By Barry Reszel
In response to numerous comments overheard during intermission and while exiting Broadway in Chicago’s press opening of Director Daniel Fish’s gritty, honest, Tony Award-winning revival of Richard Rodgers’ (music) and Oscar Hammerstein II’s (book and lyrics) OKLAHOMA!, let’s first establish what this production is not.
If you, like this reviewer, have lyrics for “Oh What a Beautiful Mornin’,” “The Surrey with the Fringe on the Top,” and “People Will Say We’re in Love” at the ready for some spontaneous karaoke, because part of growing up meant annually watching the 1955 movie with Gordon MacRae and Shirley Jones in the lead roles of rugged cowboy Curley McLain and innocent farm girl Laurey Williams… This OKLAHOMA! is not that Oklahoma!
If you cherish and desire the traditional characterizations to remain untarnished from the original 1943 Broadway staging and, daresay, the hundreds, nay thousands, of revivals, tours, regional and community productions since then… This OKLAHOMA! doesn’t allow for that. (Full synopsis and history of the show in all its iterations may be read here.)

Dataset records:
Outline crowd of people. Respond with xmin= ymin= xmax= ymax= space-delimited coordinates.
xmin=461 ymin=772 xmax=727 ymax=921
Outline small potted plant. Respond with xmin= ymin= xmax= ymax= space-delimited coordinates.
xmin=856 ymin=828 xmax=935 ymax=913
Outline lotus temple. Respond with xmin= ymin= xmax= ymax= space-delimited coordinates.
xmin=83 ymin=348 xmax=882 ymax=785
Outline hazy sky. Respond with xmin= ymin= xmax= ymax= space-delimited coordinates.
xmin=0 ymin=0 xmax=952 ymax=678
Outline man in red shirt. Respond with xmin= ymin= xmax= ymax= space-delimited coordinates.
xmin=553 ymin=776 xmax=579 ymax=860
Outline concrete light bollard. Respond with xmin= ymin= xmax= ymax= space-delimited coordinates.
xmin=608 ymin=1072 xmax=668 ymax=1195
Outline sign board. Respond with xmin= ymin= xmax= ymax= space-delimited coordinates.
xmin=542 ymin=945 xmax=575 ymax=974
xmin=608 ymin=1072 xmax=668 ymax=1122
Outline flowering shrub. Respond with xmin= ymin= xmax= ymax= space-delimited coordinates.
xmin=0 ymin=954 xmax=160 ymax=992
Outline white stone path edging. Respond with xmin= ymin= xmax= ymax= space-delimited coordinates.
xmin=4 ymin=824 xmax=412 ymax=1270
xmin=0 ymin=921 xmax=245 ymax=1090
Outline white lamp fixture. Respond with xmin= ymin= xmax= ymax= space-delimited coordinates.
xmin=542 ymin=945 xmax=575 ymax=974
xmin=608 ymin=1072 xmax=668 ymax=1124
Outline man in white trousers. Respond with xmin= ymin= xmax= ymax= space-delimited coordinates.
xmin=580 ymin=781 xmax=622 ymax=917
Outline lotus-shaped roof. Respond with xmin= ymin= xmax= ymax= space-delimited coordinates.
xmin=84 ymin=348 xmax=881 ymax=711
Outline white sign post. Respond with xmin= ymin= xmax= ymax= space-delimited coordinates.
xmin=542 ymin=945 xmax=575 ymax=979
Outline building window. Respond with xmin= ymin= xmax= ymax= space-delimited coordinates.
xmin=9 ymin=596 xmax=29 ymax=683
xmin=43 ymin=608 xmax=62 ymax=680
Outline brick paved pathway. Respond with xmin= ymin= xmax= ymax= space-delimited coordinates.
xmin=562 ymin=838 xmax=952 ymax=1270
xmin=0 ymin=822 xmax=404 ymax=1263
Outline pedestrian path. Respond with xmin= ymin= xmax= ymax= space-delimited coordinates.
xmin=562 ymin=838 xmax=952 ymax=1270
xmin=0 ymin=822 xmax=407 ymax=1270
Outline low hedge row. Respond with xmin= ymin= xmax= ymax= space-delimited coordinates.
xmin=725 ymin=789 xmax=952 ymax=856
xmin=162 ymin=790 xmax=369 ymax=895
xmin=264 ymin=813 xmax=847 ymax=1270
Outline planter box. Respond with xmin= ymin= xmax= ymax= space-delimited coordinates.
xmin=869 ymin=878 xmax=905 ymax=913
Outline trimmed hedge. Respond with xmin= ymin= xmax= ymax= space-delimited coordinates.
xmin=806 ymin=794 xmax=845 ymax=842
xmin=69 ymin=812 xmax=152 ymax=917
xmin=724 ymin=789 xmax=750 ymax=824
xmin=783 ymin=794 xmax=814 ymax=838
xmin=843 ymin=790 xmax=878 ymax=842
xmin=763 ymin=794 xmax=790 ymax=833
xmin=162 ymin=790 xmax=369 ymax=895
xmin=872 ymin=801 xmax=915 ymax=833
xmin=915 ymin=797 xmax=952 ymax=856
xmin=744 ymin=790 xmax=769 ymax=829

* _EXERCISES_
1. Answer these questions about the review:
(a) Who directed the revival being reviewed?
(b) In what year was the movie the reviewer watched every year while growing up released?
(c) In what year was the original Broadway staging?
2. Pull out the part of the review that begins at the words "If you, like" and stops after "be read here.)".

* _RESPONSES IN ORDER_
1.
(a) Daniel Fish
(b) 1955
(c) 1943

2.
If you, like this reviewer, have lyrics for “Oh What a Beautiful Mornin’,” “The Surrey with the Fringe on the Top,” and “People Will Say We’re in Love” at the ready for some spontaneous karaoke, because part of growing up meant annually watching the 1955 movie with Gordon MacRae and Shirley Jones in the lead roles of rugged cowboy Curley McLain and innocent farm girl Laurey Williams… This OKLAHOMA! is not that Oklahoma!
If you cherish and desire the traditional characterizations to remain untarnished from the original 1943 Broadway staging and, daresay, the hundreds, nay thousands, of revivals, tours, regional and community productions since then… This OKLAHOMA! doesn’t allow for that. (Full synopsis and history of the show in all its iterations may be read here.)